Pick out each line of the material below that contains the word "white", and copy those lines in their original order.

• _RECORD EXCERPTS_:
■ ■ ■ ■ ■ ■ ■
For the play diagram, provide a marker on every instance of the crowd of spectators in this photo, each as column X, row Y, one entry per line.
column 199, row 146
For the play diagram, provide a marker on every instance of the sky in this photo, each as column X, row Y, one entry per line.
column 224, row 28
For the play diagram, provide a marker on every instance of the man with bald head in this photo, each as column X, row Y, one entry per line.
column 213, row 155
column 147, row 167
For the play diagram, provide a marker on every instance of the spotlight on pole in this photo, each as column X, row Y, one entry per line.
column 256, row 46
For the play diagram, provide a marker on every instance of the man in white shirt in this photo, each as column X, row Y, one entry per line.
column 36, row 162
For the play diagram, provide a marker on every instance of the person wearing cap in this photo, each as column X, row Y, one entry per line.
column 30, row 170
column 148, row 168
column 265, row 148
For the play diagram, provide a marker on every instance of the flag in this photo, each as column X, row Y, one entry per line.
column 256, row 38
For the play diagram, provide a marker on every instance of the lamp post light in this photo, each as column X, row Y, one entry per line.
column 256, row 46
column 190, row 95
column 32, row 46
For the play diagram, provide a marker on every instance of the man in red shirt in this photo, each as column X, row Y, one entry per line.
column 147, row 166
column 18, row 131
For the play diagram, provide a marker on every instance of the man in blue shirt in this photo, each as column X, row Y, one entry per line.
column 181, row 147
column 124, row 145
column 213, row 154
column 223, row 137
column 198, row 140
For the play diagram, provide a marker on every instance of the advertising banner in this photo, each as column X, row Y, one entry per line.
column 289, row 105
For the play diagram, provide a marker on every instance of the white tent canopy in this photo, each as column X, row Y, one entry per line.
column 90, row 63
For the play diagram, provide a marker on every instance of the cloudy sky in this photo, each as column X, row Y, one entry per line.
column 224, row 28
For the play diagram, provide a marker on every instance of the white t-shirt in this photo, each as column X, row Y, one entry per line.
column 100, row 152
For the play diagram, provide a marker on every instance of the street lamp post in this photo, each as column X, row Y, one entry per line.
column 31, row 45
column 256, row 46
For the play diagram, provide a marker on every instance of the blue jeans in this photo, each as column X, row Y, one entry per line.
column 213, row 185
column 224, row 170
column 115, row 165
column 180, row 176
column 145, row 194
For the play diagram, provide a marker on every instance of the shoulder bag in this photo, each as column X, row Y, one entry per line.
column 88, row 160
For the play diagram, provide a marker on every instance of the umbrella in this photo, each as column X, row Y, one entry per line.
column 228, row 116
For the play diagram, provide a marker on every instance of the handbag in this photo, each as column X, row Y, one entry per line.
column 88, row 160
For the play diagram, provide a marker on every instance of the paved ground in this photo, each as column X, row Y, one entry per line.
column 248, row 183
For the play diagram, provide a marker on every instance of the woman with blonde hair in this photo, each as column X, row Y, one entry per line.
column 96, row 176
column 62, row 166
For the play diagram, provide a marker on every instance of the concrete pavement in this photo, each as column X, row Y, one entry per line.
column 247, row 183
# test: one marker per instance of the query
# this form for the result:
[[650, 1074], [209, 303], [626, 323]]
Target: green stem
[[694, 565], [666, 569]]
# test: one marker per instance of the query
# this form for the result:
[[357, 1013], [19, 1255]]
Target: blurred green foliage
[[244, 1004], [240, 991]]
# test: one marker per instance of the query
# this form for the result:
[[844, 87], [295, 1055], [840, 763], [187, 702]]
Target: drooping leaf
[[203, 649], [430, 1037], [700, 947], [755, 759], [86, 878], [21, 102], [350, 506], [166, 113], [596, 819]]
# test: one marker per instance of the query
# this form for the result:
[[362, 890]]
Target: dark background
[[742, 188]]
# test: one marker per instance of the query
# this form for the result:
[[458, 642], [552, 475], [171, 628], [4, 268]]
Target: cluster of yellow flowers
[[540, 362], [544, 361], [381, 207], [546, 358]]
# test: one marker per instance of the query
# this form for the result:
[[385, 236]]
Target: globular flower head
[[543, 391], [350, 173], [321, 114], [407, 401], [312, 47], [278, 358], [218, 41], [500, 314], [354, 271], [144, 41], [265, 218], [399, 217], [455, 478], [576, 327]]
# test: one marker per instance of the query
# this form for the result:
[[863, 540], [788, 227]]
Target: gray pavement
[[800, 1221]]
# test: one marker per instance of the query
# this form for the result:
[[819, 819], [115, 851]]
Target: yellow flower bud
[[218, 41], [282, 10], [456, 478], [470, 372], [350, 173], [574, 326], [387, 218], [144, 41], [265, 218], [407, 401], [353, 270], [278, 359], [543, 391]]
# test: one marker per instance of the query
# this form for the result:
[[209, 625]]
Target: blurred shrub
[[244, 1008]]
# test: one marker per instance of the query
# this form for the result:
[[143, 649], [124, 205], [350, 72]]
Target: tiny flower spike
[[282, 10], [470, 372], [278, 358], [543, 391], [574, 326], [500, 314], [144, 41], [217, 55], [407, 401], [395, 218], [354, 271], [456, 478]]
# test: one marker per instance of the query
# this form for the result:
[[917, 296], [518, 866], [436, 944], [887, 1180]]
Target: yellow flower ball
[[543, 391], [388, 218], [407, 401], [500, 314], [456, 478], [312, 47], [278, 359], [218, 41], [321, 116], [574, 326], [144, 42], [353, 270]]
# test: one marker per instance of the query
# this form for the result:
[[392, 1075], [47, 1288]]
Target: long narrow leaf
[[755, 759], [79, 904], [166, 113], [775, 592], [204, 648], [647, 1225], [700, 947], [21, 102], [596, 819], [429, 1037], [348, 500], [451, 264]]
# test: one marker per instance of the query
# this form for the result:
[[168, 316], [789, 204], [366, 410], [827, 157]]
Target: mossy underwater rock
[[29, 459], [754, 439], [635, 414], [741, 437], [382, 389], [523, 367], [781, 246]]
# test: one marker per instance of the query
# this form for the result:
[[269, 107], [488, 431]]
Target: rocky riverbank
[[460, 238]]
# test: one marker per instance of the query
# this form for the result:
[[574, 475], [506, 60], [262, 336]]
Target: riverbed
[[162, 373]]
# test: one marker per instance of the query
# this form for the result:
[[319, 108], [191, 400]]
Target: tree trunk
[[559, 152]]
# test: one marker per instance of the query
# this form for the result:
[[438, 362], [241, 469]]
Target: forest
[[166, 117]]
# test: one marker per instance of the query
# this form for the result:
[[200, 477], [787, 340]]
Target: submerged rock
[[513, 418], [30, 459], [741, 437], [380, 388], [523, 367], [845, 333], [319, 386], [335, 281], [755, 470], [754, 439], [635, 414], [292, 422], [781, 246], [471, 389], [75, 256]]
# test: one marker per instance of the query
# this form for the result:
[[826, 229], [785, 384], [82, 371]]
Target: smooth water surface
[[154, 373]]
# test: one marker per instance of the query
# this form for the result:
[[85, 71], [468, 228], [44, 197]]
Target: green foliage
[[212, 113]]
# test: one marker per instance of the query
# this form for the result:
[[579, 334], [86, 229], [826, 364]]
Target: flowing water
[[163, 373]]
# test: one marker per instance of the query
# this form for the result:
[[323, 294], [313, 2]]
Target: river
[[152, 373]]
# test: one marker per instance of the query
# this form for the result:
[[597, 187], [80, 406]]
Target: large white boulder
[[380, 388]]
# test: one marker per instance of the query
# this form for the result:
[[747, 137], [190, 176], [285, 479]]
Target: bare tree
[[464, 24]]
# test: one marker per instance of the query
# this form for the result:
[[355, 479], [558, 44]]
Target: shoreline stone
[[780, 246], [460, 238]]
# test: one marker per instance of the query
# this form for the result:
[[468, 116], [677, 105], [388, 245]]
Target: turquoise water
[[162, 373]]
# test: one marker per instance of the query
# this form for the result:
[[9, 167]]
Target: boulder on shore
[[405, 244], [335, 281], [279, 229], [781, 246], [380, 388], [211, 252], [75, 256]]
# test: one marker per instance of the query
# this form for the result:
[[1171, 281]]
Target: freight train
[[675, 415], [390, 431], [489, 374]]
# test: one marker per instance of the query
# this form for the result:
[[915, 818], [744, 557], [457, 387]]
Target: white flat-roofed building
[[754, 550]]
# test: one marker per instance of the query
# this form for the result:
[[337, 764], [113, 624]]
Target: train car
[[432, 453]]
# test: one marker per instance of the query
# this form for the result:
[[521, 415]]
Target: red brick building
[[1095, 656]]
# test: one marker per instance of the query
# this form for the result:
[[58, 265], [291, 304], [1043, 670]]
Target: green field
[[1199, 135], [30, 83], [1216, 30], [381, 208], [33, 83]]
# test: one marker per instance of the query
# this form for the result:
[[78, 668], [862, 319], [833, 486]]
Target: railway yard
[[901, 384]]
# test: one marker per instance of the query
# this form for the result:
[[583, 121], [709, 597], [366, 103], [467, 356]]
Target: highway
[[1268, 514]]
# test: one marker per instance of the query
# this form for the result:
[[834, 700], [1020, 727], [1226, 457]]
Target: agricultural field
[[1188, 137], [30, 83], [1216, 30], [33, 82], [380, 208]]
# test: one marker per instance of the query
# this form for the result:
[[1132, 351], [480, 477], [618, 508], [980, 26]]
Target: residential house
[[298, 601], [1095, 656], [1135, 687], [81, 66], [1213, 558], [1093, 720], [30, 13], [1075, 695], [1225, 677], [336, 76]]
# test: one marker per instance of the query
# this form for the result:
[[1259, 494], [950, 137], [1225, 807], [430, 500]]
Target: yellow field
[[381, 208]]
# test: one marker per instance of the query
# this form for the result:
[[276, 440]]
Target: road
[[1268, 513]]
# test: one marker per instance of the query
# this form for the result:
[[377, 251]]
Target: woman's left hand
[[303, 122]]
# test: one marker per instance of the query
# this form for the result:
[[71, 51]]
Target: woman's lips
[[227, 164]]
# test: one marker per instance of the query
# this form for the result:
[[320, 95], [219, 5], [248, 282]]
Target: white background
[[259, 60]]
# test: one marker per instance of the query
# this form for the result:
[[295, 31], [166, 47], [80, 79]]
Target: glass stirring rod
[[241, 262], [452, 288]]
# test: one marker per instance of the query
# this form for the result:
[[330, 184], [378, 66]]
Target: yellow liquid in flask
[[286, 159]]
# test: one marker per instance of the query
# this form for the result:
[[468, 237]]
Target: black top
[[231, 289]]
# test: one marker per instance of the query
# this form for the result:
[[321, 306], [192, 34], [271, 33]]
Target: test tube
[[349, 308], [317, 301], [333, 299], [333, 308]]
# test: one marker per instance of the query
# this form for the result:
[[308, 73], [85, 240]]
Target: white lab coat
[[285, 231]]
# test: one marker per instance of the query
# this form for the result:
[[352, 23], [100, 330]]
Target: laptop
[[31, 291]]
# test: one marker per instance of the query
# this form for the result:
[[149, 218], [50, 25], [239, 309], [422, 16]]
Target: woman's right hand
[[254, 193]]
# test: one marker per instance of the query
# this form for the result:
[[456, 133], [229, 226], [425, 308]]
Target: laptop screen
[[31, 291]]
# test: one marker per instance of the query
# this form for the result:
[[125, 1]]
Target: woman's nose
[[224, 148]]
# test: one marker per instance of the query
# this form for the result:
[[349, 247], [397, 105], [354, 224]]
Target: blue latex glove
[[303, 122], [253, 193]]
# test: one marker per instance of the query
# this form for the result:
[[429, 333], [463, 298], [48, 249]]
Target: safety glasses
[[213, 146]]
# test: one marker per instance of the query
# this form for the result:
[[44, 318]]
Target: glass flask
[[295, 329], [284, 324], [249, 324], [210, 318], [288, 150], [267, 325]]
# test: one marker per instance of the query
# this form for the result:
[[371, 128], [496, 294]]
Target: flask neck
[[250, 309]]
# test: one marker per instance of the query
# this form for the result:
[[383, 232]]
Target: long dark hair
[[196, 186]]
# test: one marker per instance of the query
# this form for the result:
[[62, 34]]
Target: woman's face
■ ■ ■ ■ ■ ■ ■
• _SOLUTION BELOW_:
For the play diagram, provide a marker on every instance of the man in white shirt in this photo, each as column X, row Y, one entry per line.
For the play diagram, provide a marker on every instance of the white tent canopy in this photo, each as column X, row Y, one entry per line.
For the play diagram, provide a marker on every instance of the white t-shirt in this photo, each as column X, row Y, one entry per line.
Target: large white boulder
Target: white flat-roofed building
Target: white background
Target: white lab coat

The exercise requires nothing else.